EXERCISE OBJECTIVE >> Return each line, exactly as given, from the one containing "</instance>" through the end of the entries below, and skip the rest.

EXTRACTED INFORMATION >>
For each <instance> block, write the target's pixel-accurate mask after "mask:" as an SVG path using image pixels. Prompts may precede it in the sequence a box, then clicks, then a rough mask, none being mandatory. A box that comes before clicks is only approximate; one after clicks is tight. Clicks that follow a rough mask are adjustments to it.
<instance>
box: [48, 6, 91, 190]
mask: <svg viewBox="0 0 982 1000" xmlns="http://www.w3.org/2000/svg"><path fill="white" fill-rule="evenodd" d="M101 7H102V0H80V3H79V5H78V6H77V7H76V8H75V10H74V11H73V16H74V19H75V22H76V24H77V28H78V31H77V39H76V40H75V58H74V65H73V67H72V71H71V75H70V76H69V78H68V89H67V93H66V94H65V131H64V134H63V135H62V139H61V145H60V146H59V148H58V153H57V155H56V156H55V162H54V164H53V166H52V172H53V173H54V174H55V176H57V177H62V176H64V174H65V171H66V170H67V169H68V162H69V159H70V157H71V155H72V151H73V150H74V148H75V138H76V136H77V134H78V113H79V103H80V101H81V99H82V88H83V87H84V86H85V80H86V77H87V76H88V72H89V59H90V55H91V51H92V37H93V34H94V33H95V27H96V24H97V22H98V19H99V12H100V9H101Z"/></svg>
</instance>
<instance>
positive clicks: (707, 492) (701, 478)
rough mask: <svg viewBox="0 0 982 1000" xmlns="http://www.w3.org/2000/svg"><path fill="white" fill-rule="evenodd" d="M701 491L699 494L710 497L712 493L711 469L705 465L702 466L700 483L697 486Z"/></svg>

YOUR SOLUTION >>
</instance>
<instance>
positive clicks: (707, 492) (701, 478)
rough mask: <svg viewBox="0 0 982 1000" xmlns="http://www.w3.org/2000/svg"><path fill="white" fill-rule="evenodd" d="M701 491L699 494L710 497L712 493L711 469L705 465L702 466L700 483L697 486Z"/></svg>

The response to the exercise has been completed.